■ GIVEN EXERCISE 1 ■
Answer these questions from the post about the school's piped-in music:
(a) Where does the principal pipe the music?
(b) What are the school's students mostly?
(c) What music is now playing all day?
■ GIVEN EXERCISE 2 ■
From the post about the school's piped-in music, extract the passage from "This morning it" up to and including "a public school?", copying it word for word.

BEGIN DOCUMENT TEXT

Our principal has this theory that piping in music over the intercom will mellow out our kids enough to prevent them from shooting each other. He doesn't pipe it into the classrooms, just the hallways and the cafeteria. At first I didn't mind. It was benign jazz, not too noticeable, and it was drowned out anyway by the fact that my classroom is located directly ustairs from the band room.
Then they started playing more adult contemporary music. Our school population is mostly Latino teenagers. The adults are mostly in their 20s. But we were suddenly listening to songs that only appeal to 40-year-old white suburban housewives who drive unecessary SUVs to Wholefoods for pulp-free Florida orange juice. Seriously, aside from John C. McGinley, who listens to Michael Bolton?
This morning it got worse. They're now playing Christmas music all day. Nothing else. Is that legal? I mean, granted, aside from our one Muslim and one Seventh-Day Adventist, I'm pretty sure our kids are all Catholic. But some of our teachers are Jewish, and it's the principle of the thing. Church music at a public school?
I might not mind so much if they just played something by the Muppets.

END DOCUMENT TEXT
BEGIN DATA EXCERPTS

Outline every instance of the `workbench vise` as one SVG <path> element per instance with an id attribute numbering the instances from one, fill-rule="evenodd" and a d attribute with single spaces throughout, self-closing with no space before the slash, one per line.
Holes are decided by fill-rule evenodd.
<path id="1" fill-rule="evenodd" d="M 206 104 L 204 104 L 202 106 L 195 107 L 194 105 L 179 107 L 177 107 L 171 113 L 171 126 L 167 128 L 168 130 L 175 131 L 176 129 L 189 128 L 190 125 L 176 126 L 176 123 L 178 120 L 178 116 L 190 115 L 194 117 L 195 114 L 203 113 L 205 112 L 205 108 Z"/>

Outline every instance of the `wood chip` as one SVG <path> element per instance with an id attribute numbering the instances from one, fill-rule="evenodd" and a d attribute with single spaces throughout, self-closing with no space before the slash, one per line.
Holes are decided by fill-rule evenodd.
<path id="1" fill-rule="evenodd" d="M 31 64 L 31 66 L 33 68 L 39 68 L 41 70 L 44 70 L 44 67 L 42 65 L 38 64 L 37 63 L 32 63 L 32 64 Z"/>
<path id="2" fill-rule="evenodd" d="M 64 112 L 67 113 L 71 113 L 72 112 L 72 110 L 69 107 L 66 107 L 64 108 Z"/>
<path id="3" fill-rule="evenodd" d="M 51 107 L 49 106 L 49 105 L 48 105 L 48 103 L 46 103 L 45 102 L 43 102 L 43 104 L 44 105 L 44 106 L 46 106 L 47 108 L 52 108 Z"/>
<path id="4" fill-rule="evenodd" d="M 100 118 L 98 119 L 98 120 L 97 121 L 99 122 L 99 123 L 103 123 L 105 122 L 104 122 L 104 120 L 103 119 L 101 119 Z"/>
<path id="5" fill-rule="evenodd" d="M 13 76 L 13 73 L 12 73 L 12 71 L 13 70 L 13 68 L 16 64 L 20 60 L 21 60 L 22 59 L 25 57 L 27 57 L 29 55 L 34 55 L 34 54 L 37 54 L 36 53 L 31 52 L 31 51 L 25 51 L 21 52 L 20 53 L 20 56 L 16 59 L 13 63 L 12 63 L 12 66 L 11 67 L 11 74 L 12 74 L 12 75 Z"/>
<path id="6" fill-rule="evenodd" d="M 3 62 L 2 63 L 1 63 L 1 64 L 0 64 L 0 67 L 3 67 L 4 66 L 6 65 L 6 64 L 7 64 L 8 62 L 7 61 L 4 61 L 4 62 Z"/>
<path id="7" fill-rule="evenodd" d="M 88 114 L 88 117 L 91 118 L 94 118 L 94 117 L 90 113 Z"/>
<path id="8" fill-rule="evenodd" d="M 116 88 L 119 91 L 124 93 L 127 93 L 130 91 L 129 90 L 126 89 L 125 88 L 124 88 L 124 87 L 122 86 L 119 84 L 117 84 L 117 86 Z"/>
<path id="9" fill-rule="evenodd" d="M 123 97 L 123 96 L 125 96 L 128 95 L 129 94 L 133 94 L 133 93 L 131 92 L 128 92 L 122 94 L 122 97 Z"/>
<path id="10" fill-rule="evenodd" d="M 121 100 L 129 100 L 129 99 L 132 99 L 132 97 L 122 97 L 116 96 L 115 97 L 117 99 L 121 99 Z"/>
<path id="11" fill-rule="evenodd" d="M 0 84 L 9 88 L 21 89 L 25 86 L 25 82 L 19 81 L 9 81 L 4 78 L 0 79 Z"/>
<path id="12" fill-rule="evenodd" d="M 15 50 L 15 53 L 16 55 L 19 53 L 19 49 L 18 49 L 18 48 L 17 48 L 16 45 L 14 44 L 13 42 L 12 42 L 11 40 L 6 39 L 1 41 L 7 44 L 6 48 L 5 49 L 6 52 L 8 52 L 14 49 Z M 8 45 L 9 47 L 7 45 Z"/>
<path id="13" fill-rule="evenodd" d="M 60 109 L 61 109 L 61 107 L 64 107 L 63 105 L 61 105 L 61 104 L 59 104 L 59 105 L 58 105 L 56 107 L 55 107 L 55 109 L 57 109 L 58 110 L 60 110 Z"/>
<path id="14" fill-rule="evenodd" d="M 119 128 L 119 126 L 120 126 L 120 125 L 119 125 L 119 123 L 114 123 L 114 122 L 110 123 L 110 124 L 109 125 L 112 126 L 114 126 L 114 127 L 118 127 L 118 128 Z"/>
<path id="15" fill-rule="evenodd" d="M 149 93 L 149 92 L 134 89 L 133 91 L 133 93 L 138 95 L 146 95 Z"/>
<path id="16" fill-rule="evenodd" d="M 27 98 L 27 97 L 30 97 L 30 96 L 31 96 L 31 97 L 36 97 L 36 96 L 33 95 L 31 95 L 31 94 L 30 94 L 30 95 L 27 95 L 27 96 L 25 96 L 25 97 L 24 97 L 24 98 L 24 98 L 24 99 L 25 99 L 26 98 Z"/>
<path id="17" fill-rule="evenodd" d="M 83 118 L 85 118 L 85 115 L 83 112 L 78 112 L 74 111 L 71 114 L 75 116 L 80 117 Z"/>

END DATA EXCERPTS

■ COMPLETE OUTPUT 1 ■
(a) The hallways and the cafeteria, not the classrooms.
(b) Latino teenagers.
(c) Christmas music.

■ COMPLETE OUTPUT 2 ■
This morning it got worse. They're now playing Christmas music all day. Nothing else. Is that legal? I mean, granted, aside from our one Muslim and one Seventh-Day Adventist, I'm pretty sure our kids are all Catholic. But some of our teachers are Jewish, and it's the principle of the thing. Church music at a public school?